Dataset entries:
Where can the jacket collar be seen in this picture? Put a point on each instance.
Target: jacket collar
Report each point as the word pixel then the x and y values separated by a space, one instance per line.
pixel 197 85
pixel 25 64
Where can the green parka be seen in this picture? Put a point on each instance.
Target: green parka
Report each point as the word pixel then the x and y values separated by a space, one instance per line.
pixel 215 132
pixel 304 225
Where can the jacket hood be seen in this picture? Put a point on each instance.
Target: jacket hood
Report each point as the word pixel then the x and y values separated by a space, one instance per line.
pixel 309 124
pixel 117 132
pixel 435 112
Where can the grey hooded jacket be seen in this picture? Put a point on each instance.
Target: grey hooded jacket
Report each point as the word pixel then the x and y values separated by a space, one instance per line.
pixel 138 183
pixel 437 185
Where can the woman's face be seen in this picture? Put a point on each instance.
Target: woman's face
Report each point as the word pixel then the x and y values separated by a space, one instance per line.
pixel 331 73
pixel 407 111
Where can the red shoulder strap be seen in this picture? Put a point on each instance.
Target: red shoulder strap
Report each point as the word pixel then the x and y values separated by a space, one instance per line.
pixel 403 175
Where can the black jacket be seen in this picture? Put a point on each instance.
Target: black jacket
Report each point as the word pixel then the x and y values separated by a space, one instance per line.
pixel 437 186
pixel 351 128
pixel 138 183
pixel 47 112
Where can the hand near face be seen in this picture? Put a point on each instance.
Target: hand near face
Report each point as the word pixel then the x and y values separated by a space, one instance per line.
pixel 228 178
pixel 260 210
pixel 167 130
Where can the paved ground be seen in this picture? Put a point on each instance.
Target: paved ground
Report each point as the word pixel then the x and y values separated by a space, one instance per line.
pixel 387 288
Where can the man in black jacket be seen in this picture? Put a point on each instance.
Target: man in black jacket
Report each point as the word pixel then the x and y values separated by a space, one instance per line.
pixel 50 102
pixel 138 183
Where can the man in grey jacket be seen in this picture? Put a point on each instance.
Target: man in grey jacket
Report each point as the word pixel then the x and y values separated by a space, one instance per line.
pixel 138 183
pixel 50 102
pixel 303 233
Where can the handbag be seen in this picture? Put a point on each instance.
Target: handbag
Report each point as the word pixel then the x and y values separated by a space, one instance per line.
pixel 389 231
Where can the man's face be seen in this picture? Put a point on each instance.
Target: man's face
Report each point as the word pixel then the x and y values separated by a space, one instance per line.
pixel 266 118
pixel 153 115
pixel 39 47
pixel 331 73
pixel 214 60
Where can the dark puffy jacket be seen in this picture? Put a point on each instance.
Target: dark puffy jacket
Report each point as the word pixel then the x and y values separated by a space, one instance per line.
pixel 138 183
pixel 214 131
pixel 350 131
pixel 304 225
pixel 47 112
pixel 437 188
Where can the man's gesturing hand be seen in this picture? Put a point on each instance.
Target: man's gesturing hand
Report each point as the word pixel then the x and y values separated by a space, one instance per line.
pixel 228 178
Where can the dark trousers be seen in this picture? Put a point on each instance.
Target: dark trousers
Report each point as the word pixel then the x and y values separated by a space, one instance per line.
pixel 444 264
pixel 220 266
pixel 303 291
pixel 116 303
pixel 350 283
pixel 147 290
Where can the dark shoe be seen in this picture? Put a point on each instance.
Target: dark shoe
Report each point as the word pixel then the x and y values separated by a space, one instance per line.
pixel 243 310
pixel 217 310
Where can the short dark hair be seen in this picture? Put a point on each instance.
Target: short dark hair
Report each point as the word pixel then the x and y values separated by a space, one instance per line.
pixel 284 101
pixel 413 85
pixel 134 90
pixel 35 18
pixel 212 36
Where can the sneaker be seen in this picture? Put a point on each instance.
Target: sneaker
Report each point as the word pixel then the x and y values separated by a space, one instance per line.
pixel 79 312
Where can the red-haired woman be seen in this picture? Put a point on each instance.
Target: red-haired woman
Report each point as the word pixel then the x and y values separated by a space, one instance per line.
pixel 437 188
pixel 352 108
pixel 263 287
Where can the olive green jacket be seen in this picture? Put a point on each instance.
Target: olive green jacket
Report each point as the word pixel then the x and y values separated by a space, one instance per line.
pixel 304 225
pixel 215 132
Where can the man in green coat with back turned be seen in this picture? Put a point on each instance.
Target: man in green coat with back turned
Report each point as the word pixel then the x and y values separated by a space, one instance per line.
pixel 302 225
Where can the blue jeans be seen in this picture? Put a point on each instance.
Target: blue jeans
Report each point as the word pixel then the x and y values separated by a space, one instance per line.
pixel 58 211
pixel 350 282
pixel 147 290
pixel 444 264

• [ACTIVITY]: The reply should be a precise retyping of all the data.

• [EXERCISE OUTPUT]:
Where can the jacket collar be seen in this picture? Put a point on each instance.
Target: jacket collar
Report each point as the word pixel then the x and y values separated by a space, one instance per line.
pixel 197 85
pixel 25 64
Where can the green parka be seen in this picture? Put a point on each instance.
Target: green parka
Report each point as the word pixel then the x and y values separated by a space, one instance per line.
pixel 215 132
pixel 304 225
Where can the jacket hood be seen in this picture? Put a point on each instance.
Target: jacket hood
Report each point as the word pixel then the x and y values separated by a space, one instance per line.
pixel 309 124
pixel 117 132
pixel 435 112
Where can the grey hooded jacket be seen in this picture? Put a point on each instance.
Target: grey hooded jacket
Report each point as the word pixel then the x and y values separated by a space, one instance per line.
pixel 138 183
pixel 437 185
Where can the woman's face be seen in this picture? Put a point on each instance.
Target: woman's face
Report each point as the word pixel then the x and y values separated by a space, one instance per line.
pixel 331 73
pixel 407 111
Where can the red shoulder strap be seen in this picture? Put a point on each instance.
Target: red shoulder strap
Report each point as the word pixel then the x and y values separated by a space, one instance per line.
pixel 403 175
Where can the black jacket be seen in this picture? Put a point on each instance.
Target: black jacket
Report each point as the word pixel then the x and y values separated by a space, one instance per line.
pixel 437 186
pixel 351 128
pixel 138 183
pixel 47 112
Where can the hand near face be seen in this picture? Put a point on each instance.
Target: hand near face
Report each point as the word pixel then the x and y values separated by a space, one instance per line.
pixel 228 178
pixel 260 210
pixel 167 130
Where can the paved ground be seen in this picture? Put a point on each instance.
Target: paved ground
Report each point as the word pixel then the x and y values separated by a space, one instance per line.
pixel 387 288
Where can the man in black jacket be seen in this picture? Put a point on each instance.
Target: man in black jacket
Report each point as the word pixel then the x and y values separated by a space, one instance per line.
pixel 50 102
pixel 138 183
Where can the man in grey jacket be seen in this picture? Put a point on each instance.
Target: man in grey jacket
Report each point as the word pixel then the x and y values separated by a space, one instance per line.
pixel 138 183
pixel 50 102
pixel 303 233
Where can the handbag be seen in this picture? Put a point on each instance.
Target: handbag
Report each point as the word pixel then the x and y values separated by a space, one instance per line.
pixel 389 231
Where can the man's face be seen in this picture? Put a point on each instance.
Target: man's face
Report each point as the word pixel then the x and y values separated by a space, one instance per line.
pixel 266 118
pixel 153 115
pixel 39 47
pixel 331 73
pixel 214 60
Where can the dark puffy jacket be seen in this picture? Put a point on each instance.
Target: dark puffy jacket
Report each point as the word pixel then the x and y values separated by a space, one instance per line.
pixel 138 183
pixel 214 131
pixel 350 131
pixel 304 225
pixel 47 112
pixel 437 188
Where can the man's gesturing hand be seen in this picture? Put a point on each instance.
Target: man's gesturing hand
Report each point as the word pixel then the x and y values separated by a space, one instance per line.
pixel 228 178
Where can the dark trousers be seen in this picture? Put a point on each instance.
Target: dark trousers
Report each point as the word pixel then the x and y values separated by a space, one instance per line.
pixel 444 264
pixel 220 266
pixel 303 291
pixel 116 303
pixel 350 283
pixel 147 290
Where can the dark shoe be seen in this picture? Put a point on each instance.
Target: dark shoe
Report each point as the word pixel then the x and y values separated by a space, one instance per line.
pixel 243 310
pixel 217 310
Where can the short dark hair be seen in this picture? Put a point on each instance.
Target: short dark hair
Report each point as the word pixel then the x and y values separated by a space, one instance per line.
pixel 284 101
pixel 413 85
pixel 134 90
pixel 35 18
pixel 212 36
Where can the sneaker be seen in this picture? Put a point on each instance.
Target: sneaker
Report each point as the word pixel then the x and y values separated by a space, one instance per line.
pixel 79 312
Where can the red-haired woman be seen in this picture? Put a point on each instance.
Target: red-haired woman
Report each point as the word pixel then the x and y values separated by a space, one instance per line.
pixel 437 188
pixel 352 108
pixel 263 287
Where can the olive green jacket be seen in this picture? Put a point on each instance.
Target: olive green jacket
Report each point as the word pixel then the x and y values separated by a space, one instance per line.
pixel 304 225
pixel 215 132
Where can the man in green coat with back turned be seen in this picture? Put a point on each instance.
Target: man in green coat with back turned
Report each point as the word pixel then the x and y values separated by a space, one instance per line.
pixel 302 225
Where can the blue jeans be seen in this picture? Put a point on each instance.
Target: blue jeans
Report each point as the word pixel then the x and y values separated by a space, one instance per line.
pixel 58 211
pixel 350 282
pixel 147 290
pixel 444 264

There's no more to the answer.